Top of Source passage

JB- LaConte manipulates all those variables, and also must take into account water temperature, and the fish population he’s trying to capture. For this outing, LaConte is using 300 volts, and 4 amps to create an electric field between the metal pieces and the hull of the boat.
VL- That’s enough to kill you, but it will actually only stun the fish momentarily.
JB- With the flip of a switch, the generator on the boat hums and the zapping begins. Almost immediately, two assistants at the front of the boat begin dipping nets into the water to collect the bass, blue gill and other fish that flip upside down and float on the water’s surface, overpowered by the current. About 20 minutes later, the fish deposited in the boat’s holding pen begin to show signs of recovery, with no apparent side effects. But if the shocking is done by an inexperienced scientist, the results could be lots of dead or injured fish. LaConte insists that’s not the case.
VL- In my experience, everyone who does electrofishing in Ohio does it safely and yes, you do need a permit to do it in Ohio.
JB- But the permit isn’t specific to electrofishing. According to the Ohio Natural Resources Administration’s Sherry Zook, about 500 collection permits were issued at $10 each (this past year) - of that number, about 100 of them were used for electroshocking. She says no private company or state agency that requested a permit has been denied one.

Bottom of Source passage
Top of Supplied data

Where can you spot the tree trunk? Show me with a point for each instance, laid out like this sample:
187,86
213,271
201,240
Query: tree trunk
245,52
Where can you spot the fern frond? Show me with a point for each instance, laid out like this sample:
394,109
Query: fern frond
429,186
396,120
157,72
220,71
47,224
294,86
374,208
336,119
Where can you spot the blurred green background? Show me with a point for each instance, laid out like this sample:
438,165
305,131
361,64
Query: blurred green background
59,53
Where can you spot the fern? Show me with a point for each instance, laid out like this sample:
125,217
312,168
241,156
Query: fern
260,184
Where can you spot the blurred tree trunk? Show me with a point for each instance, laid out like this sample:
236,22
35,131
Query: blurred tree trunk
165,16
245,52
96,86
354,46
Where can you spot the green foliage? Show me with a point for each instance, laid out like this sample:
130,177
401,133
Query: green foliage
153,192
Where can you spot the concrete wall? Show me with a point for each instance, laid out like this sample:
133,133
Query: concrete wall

Bottom of Supplied data

→ **Task list**:
1. In the electrofishing passage, about how many of the collection permits were used for electroshocking?
2. Write the next part of the electrofishing transcript, picking up after its final sentence.

→ **Answer set**:
1. About 100 of them.

2.
Biologist Jennifer Nielsen is well acquainted with electrofishing - she’s used it many times in California and Alaska while working for the United States Geological Survey in the Biological Resources Division.
Jennifer Nielsen- It’s an important component to fisheries science, there really is nothing to replace it. Before it, people would poison rivers or use dynamite to count fish, so it has demonstrated a significant tool in the impacts for surveying fish - but it comes with its own problems.
JB- Nielsen says there are potential negative effects on a portion of fish subject to electroshocking, especially salmon and trout. She also worries that there is no standardization or consensus among the scientific community about when it’s ethical to use it. In 1999, Nielsen published a paper outlining her concerns in a professional journal published by the American Fisheries Society. She says about 10%-30% of fish experience lingering problems or chronic side effects from shocking, that may not be clearly visible.
JN- ...burns on the skin if they get too close to an electrode and spinal column damage that can be so extreme they snap a vertebrae.
JB- While injuring up to a third of the fish subjected to the treatment might not matter for some fish, Nielsen contends that it does matter when studying endangered or compromised fish populations.
JN- My argument to that was that if you’ve only got 16 fish left and you damage a third of them, you certainly are having a population effect.
JB- University of Alaska fisheries biologist James Reynolds is trying to amend how the country’s scientists use the electrofishing technique. He says current guidelines used in Ohio and elsewhere, are not adequate.
James Reynolds- It’s true they have guidelines, but their guidelines only maintain sampling efficiency.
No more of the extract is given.